> _TASK GOAL_
Nothing in the records may be dropped or altered when you repeat them.

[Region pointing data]
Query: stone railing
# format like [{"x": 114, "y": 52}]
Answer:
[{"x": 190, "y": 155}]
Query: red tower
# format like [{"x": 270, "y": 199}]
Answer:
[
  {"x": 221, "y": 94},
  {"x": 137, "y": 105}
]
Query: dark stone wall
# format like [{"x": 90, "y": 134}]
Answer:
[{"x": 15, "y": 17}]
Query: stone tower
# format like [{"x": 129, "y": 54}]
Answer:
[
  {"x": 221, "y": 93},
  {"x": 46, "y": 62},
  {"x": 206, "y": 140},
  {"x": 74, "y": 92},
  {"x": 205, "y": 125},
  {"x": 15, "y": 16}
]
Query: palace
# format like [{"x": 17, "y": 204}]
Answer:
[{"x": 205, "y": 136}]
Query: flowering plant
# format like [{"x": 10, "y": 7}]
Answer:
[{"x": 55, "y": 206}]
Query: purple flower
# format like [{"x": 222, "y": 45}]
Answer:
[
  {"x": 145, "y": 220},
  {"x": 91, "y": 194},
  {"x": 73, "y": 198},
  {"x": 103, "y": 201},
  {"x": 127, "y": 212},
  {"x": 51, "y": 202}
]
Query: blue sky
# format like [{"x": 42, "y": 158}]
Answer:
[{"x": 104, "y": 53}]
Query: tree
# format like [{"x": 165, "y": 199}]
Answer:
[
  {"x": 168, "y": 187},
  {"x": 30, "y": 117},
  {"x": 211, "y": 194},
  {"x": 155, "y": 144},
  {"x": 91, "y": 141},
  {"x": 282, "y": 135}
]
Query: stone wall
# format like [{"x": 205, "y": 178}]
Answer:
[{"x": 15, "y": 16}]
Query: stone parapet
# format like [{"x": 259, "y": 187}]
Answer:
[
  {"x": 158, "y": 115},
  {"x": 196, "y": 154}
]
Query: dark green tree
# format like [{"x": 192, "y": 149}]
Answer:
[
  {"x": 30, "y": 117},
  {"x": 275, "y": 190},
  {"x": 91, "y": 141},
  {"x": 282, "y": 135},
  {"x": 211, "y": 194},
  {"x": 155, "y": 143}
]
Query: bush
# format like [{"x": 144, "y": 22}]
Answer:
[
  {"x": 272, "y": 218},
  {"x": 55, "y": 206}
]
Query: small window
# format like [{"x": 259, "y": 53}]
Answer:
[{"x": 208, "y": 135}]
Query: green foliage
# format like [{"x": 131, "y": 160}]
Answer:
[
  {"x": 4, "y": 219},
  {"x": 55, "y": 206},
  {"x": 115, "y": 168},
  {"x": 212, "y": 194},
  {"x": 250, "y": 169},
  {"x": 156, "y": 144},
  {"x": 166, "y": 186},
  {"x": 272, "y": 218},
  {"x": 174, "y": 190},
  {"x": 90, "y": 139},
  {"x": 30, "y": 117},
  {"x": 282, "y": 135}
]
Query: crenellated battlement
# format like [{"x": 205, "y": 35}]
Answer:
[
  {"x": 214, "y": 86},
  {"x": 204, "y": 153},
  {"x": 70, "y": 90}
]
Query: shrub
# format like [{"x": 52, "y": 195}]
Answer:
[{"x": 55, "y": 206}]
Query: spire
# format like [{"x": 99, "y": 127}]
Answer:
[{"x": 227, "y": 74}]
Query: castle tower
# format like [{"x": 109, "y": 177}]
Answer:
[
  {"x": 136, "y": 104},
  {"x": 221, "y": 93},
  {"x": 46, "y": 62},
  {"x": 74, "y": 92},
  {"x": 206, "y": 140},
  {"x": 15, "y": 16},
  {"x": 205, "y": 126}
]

> _RESPONSE_
Query: stone railing
# format like [{"x": 114, "y": 52}]
Answer:
[{"x": 190, "y": 155}]
Query: red tower
# format like [{"x": 270, "y": 199}]
Answer:
[
  {"x": 221, "y": 94},
  {"x": 137, "y": 105}
]
Query: dark stone wall
# format like [{"x": 90, "y": 134}]
Answer:
[{"x": 15, "y": 17}]
Query: stone tower
# format like [{"x": 129, "y": 54}]
Answer:
[
  {"x": 221, "y": 93},
  {"x": 46, "y": 62},
  {"x": 206, "y": 140},
  {"x": 74, "y": 92},
  {"x": 205, "y": 125},
  {"x": 15, "y": 16}
]
Query: palace
# format like [{"x": 17, "y": 204}]
Answer:
[{"x": 205, "y": 136}]
Query: flowering plant
# format like [{"x": 10, "y": 7}]
Answer:
[{"x": 55, "y": 206}]
Query: purple flower
# format like [{"x": 222, "y": 45}]
Answer:
[
  {"x": 145, "y": 220},
  {"x": 91, "y": 194},
  {"x": 73, "y": 198},
  {"x": 103, "y": 201},
  {"x": 127, "y": 212},
  {"x": 51, "y": 202}
]
Query: blue sky
# format like [{"x": 42, "y": 158}]
Answer:
[{"x": 104, "y": 53}]
Query: tree
# format like [{"x": 165, "y": 199}]
Answer:
[
  {"x": 168, "y": 187},
  {"x": 30, "y": 117},
  {"x": 211, "y": 194},
  {"x": 155, "y": 144},
  {"x": 91, "y": 141},
  {"x": 282, "y": 135}
]
Query: stone wall
# format like [{"x": 205, "y": 178}]
Answer:
[{"x": 15, "y": 16}]
Query: stone parapet
# format like [{"x": 259, "y": 187}]
Answer:
[
  {"x": 158, "y": 115},
  {"x": 196, "y": 154}
]
Query: dark green tree
# format like [{"x": 192, "y": 149}]
Answer:
[
  {"x": 30, "y": 117},
  {"x": 275, "y": 190},
  {"x": 91, "y": 141},
  {"x": 282, "y": 135},
  {"x": 211, "y": 194},
  {"x": 155, "y": 143}
]
Query: bush
# format like [{"x": 144, "y": 22}]
Answer:
[
  {"x": 272, "y": 218},
  {"x": 55, "y": 206}
]
Query: small window
# format like [{"x": 259, "y": 53}]
Answer:
[{"x": 208, "y": 135}]
Query: green foliage
# format like [{"x": 131, "y": 160}]
Answer:
[
  {"x": 4, "y": 219},
  {"x": 55, "y": 206},
  {"x": 115, "y": 168},
  {"x": 212, "y": 194},
  {"x": 250, "y": 169},
  {"x": 156, "y": 144},
  {"x": 166, "y": 186},
  {"x": 272, "y": 218},
  {"x": 174, "y": 190},
  {"x": 90, "y": 139},
  {"x": 30, "y": 117},
  {"x": 282, "y": 135}
]
Query: crenellated battlement
# format like [{"x": 205, "y": 35}]
Answer:
[
  {"x": 214, "y": 86},
  {"x": 204, "y": 153},
  {"x": 70, "y": 90}
]
Query: shrub
# format like [{"x": 52, "y": 195}]
Answer:
[{"x": 55, "y": 206}]
Query: spire
# format like [{"x": 99, "y": 127}]
Answer:
[{"x": 227, "y": 74}]
Query: castle tower
# format like [{"x": 109, "y": 177}]
Answer:
[
  {"x": 136, "y": 104},
  {"x": 221, "y": 93},
  {"x": 46, "y": 62},
  {"x": 74, "y": 92},
  {"x": 206, "y": 140},
  {"x": 15, "y": 16},
  {"x": 205, "y": 126}
]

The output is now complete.